┌────────

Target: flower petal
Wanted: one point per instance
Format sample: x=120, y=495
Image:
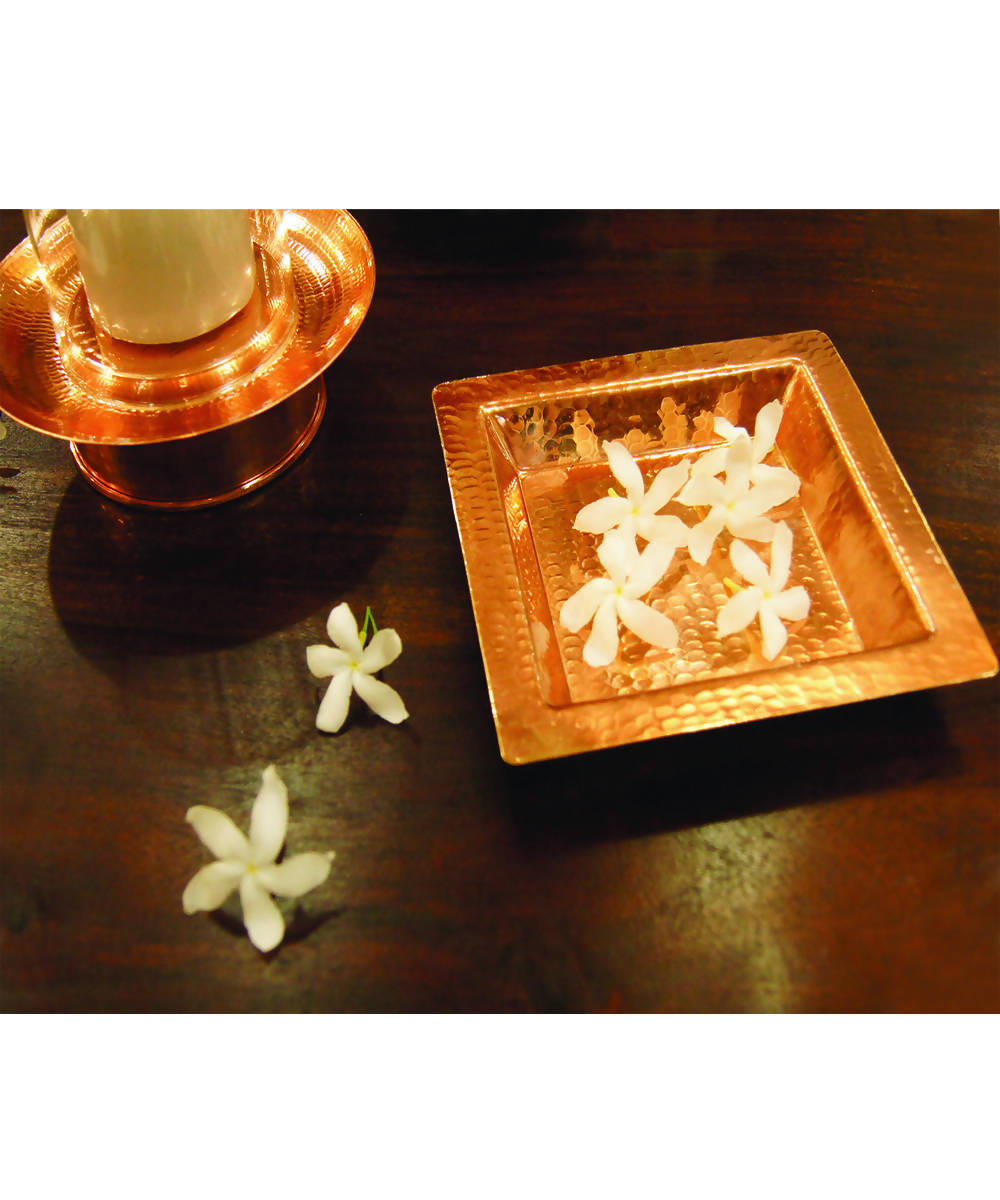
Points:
x=381, y=699
x=702, y=489
x=384, y=648
x=738, y=611
x=618, y=556
x=295, y=875
x=211, y=886
x=766, y=429
x=651, y=625
x=791, y=605
x=602, y=515
x=580, y=607
x=748, y=564
x=219, y=833
x=651, y=568
x=261, y=915
x=738, y=462
x=603, y=643
x=774, y=489
x=755, y=528
x=712, y=462
x=626, y=469
x=780, y=557
x=342, y=630
x=333, y=708
x=665, y=486
x=772, y=630
x=771, y=475
x=704, y=534
x=324, y=660
x=668, y=529
x=269, y=817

└────────

Give back the listing unchanged. Strip out the pictures.

[OUTPUT FOR THIS EXERCISE]
Target: flower petal
Wanted: one point per instance
Format sample: x=120, y=495
Image:
Points:
x=381, y=699
x=702, y=489
x=384, y=648
x=738, y=611
x=618, y=556
x=295, y=875
x=211, y=886
x=766, y=429
x=651, y=625
x=791, y=605
x=602, y=515
x=580, y=607
x=748, y=564
x=219, y=833
x=651, y=568
x=261, y=915
x=738, y=462
x=603, y=643
x=774, y=489
x=755, y=528
x=712, y=462
x=626, y=469
x=780, y=557
x=342, y=630
x=333, y=708
x=665, y=486
x=772, y=630
x=771, y=475
x=704, y=534
x=324, y=660
x=668, y=529
x=269, y=817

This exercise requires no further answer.